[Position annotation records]
::::::::
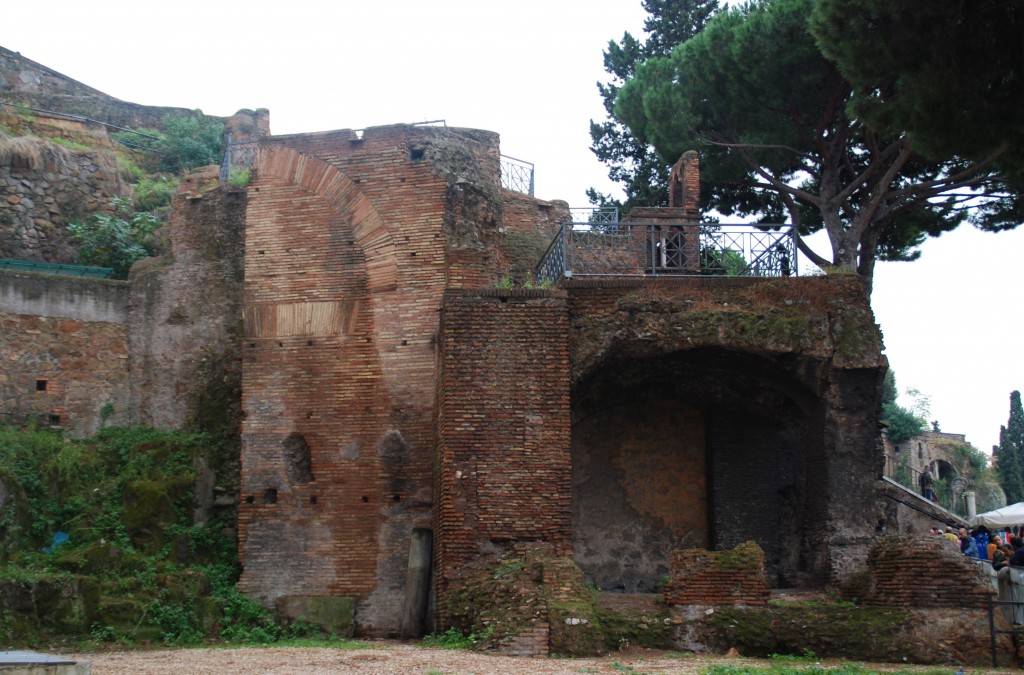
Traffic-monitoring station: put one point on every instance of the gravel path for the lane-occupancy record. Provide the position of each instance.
(399, 659)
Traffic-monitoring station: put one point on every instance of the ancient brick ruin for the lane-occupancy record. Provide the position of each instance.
(409, 416)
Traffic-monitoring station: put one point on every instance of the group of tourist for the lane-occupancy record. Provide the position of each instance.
(1001, 548)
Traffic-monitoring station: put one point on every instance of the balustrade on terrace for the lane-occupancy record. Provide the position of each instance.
(596, 244)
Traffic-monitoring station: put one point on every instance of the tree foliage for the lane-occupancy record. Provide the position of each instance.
(837, 140)
(192, 141)
(642, 173)
(1009, 455)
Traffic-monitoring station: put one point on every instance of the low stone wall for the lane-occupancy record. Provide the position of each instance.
(65, 349)
(40, 195)
(701, 577)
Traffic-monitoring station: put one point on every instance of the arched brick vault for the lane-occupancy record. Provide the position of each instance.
(320, 262)
(344, 196)
(704, 415)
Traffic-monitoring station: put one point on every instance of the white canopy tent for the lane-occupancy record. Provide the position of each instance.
(1012, 514)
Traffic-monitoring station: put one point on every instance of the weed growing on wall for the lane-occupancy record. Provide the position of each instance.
(116, 241)
(107, 521)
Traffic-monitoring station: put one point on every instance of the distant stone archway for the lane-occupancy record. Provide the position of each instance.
(706, 448)
(344, 197)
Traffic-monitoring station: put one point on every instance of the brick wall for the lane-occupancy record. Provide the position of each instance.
(184, 353)
(503, 426)
(345, 267)
(38, 200)
(734, 577)
(65, 349)
(925, 571)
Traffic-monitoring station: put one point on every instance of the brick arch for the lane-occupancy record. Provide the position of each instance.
(345, 197)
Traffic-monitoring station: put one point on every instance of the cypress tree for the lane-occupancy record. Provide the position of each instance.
(1010, 453)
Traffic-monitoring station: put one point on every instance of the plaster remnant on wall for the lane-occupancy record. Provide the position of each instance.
(298, 459)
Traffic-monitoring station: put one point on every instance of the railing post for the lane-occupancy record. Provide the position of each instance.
(566, 269)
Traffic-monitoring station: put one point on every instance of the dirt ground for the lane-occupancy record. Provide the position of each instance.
(400, 659)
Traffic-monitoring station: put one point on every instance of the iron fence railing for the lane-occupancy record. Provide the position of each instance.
(595, 215)
(948, 494)
(624, 249)
(517, 175)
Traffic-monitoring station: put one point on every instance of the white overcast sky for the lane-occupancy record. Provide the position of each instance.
(526, 70)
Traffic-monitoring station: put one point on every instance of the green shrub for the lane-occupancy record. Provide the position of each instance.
(152, 194)
(113, 241)
(192, 141)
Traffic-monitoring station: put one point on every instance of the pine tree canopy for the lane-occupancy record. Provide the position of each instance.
(882, 122)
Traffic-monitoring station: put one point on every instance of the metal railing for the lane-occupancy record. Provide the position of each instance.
(610, 249)
(517, 175)
(948, 494)
(595, 215)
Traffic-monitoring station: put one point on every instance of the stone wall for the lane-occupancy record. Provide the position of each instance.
(784, 377)
(708, 578)
(184, 328)
(64, 342)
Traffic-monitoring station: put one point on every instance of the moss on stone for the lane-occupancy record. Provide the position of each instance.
(334, 615)
(626, 628)
(853, 632)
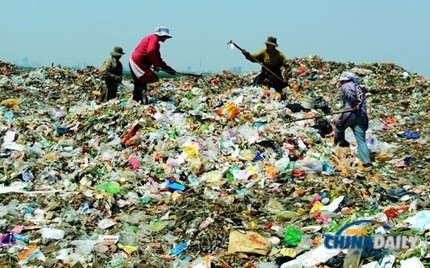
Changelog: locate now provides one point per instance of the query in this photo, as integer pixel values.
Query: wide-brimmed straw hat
(271, 40)
(162, 31)
(117, 51)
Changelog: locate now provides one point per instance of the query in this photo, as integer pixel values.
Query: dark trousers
(140, 88)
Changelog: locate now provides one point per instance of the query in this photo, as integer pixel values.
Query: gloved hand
(246, 53)
(170, 70)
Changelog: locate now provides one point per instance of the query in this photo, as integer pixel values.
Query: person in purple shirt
(353, 97)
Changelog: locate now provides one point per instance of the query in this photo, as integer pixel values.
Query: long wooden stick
(189, 74)
(262, 65)
(318, 116)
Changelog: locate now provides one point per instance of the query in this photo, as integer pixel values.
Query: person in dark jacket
(353, 97)
(275, 61)
(111, 73)
(146, 56)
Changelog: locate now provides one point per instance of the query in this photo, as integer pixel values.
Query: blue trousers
(358, 122)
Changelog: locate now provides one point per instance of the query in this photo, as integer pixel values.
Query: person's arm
(153, 51)
(349, 96)
(254, 57)
(105, 70)
(288, 71)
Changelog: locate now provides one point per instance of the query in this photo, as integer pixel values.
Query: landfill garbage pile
(212, 173)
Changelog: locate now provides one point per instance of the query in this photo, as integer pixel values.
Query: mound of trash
(213, 172)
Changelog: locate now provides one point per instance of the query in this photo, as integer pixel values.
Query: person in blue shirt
(353, 97)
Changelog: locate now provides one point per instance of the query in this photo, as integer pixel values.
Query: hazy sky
(85, 31)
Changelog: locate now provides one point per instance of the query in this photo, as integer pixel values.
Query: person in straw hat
(274, 60)
(111, 73)
(146, 56)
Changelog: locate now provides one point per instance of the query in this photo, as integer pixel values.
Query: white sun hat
(162, 31)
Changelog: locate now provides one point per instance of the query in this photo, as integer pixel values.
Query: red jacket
(147, 53)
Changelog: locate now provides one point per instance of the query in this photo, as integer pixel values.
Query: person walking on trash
(353, 97)
(274, 60)
(147, 55)
(111, 73)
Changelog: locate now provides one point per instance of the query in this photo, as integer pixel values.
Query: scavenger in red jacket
(147, 55)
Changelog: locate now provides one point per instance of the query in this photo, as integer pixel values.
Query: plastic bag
(248, 242)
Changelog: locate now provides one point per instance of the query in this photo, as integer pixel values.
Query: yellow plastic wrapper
(11, 102)
(382, 157)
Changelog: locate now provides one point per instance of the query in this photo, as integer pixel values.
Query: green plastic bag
(293, 236)
(111, 188)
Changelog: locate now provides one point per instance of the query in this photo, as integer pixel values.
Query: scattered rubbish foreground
(209, 173)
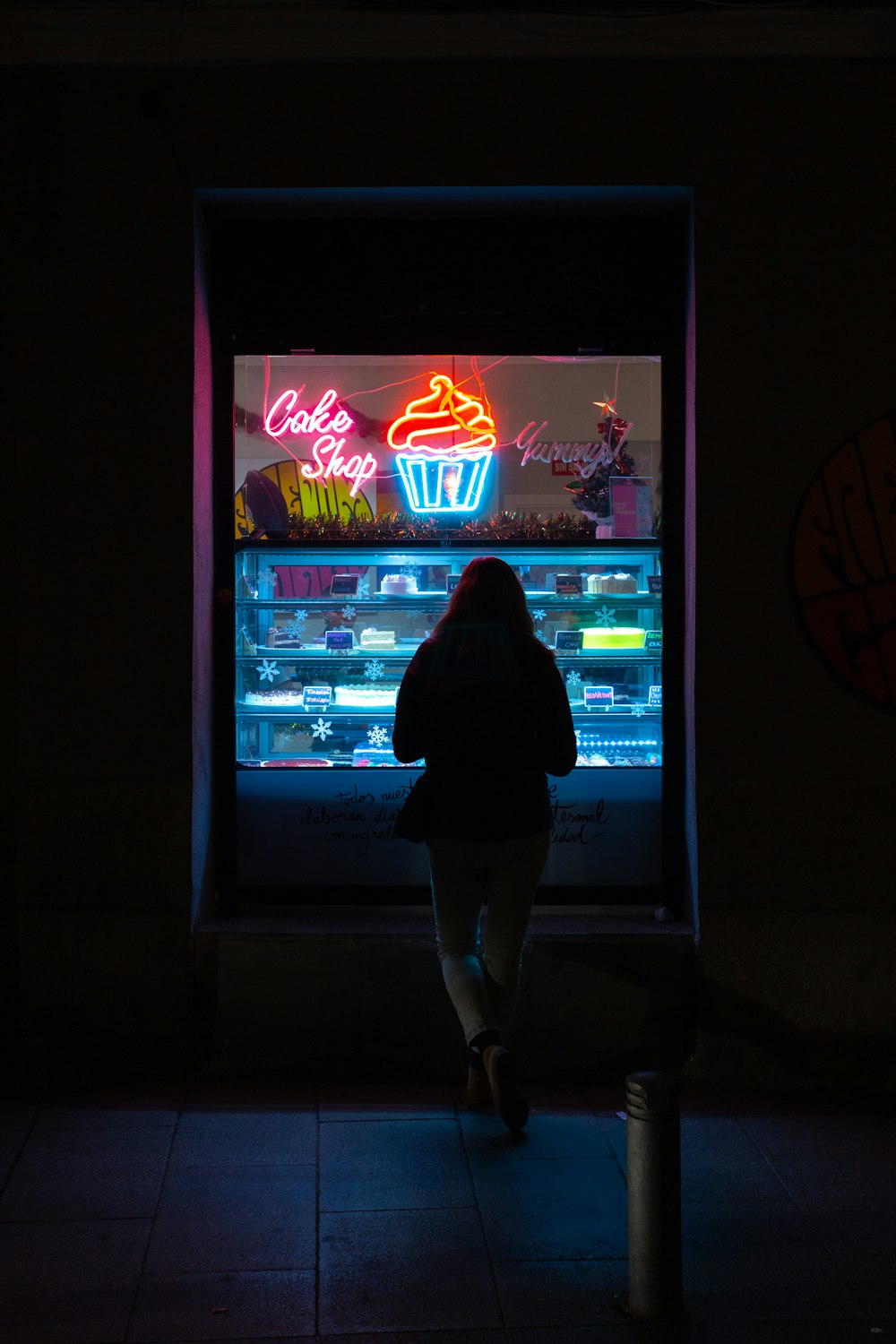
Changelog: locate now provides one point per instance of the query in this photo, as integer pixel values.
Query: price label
(344, 585)
(317, 698)
(339, 640)
(568, 585)
(570, 642)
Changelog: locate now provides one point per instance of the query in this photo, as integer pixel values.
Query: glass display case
(363, 484)
(324, 637)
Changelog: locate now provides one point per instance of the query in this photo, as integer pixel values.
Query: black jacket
(490, 720)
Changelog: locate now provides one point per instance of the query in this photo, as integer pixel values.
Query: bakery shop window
(362, 487)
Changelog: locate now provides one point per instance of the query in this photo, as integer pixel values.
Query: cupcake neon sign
(444, 446)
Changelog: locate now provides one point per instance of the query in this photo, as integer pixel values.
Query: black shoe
(509, 1101)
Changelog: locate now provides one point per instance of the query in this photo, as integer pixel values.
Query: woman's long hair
(489, 594)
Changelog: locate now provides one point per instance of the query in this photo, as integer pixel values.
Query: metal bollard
(654, 1195)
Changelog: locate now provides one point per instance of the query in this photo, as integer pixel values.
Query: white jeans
(482, 981)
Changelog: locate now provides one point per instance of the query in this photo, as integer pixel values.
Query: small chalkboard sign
(570, 642)
(344, 585)
(568, 585)
(317, 698)
(339, 642)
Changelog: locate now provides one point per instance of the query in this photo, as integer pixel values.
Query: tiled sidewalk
(249, 1210)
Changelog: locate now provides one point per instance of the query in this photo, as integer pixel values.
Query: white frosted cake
(274, 698)
(374, 639)
(366, 695)
(398, 583)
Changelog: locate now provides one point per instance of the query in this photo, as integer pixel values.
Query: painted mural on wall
(844, 564)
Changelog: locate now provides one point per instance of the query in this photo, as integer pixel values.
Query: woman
(484, 703)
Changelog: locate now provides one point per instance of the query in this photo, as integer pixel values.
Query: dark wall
(794, 220)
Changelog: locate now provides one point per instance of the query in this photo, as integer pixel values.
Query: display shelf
::::::::
* Instructions to follow: If you tally the lines of the material above that contain the word "black", counting only matches with the same case, what number do you get? Reply with the number alone.

* The completed task: 2